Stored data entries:
— BEGIN —

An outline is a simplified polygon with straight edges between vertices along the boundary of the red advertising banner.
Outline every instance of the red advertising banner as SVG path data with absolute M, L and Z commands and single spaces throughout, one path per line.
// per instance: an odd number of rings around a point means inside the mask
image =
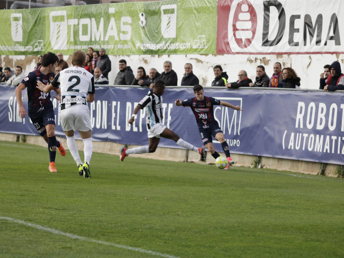
M 218 0 L 217 4 L 217 54 L 344 53 L 344 1 Z

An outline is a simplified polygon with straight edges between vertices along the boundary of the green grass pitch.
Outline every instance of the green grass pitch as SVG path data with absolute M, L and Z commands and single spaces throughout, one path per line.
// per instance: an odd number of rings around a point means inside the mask
M 344 257 L 342 179 L 96 153 L 88 179 L 68 151 L 57 173 L 46 148 L 0 157 L 1 257 Z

— END —

(Given task): Repeat the listing above line for line, without any changes, and leave the pictures out.

(Exercise answer):
An outline is a simplified polygon with straight edges between vertices along the boundary of the red advertising banner.
Outline every instance of the red advertising banner as SVG path data with absolute M, L and Z commands and single spaces throughout, one path per line.
// per instance: an odd number of rings around a point means inside the mask
image =
M 218 0 L 217 4 L 217 54 L 344 53 L 344 1 Z

An outline is a simplified polygon with straight edges between vertices along the boundary of the green grass pitch.
Outline every instance of the green grass pitch as SVG path data with absolute M, L and Z commands and single spaces throughout, one path per line.
// per instance: an odd number of rings around a point means inside the mask
M 344 257 L 342 179 L 96 153 L 88 179 L 68 151 L 57 173 L 46 148 L 0 157 L 1 257 Z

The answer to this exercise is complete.